**WHAT NEEDS TO BE DONE:**
Copy down all of the data underneath, exactly as shown.

**DATA IN THIS EXERCISE:**
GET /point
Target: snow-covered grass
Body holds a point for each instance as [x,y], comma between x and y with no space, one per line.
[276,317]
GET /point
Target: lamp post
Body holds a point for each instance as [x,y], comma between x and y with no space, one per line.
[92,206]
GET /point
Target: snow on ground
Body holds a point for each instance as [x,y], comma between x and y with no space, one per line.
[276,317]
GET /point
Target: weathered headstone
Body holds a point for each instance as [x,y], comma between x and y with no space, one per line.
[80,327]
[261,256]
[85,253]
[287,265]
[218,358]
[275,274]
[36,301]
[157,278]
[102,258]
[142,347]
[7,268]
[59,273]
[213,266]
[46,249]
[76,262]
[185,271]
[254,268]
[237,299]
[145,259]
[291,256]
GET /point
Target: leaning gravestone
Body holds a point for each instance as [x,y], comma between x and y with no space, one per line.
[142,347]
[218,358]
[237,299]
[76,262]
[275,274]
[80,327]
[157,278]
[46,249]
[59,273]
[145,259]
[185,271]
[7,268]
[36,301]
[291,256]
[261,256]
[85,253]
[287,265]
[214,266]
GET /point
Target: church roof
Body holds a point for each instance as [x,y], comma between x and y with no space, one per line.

**COMPLETE ANSWER:**
GET /point
Target: snow-covered grass
Body holds a point for each instance as [x,y], comma between x and y with no space, one per line.
[276,317]
GET /point
Target: lamp post
Body holds a point for each instance as [x,y], comma between x and y with no space, one per line.
[92,206]
GET /point
Target: snow on ground
Body holds a point for each instance as [x,y], comma between x and y with no space, one per line.
[276,317]
GET /point
Target: weathered headstone
Body holds a point for each instance as [x,y], comma between x and y with no space, one per line.
[80,327]
[261,256]
[85,253]
[287,265]
[218,358]
[275,274]
[36,301]
[157,278]
[102,258]
[142,347]
[7,268]
[59,273]
[213,266]
[46,249]
[76,262]
[185,271]
[254,268]
[237,299]
[145,259]
[291,256]
GET /point
Target: leaning gravestone
Body holds a point for each instance as [x,y], comma between x and y with no space, one per line.
[142,347]
[218,358]
[237,299]
[76,262]
[275,274]
[80,327]
[157,278]
[46,249]
[59,273]
[145,259]
[185,271]
[7,268]
[36,301]
[291,256]
[261,256]
[85,253]
[287,265]
[214,266]
GET /point
Target: church roof
Body holds a point for each instance as [x,y], comma between x and y with no space, one per line.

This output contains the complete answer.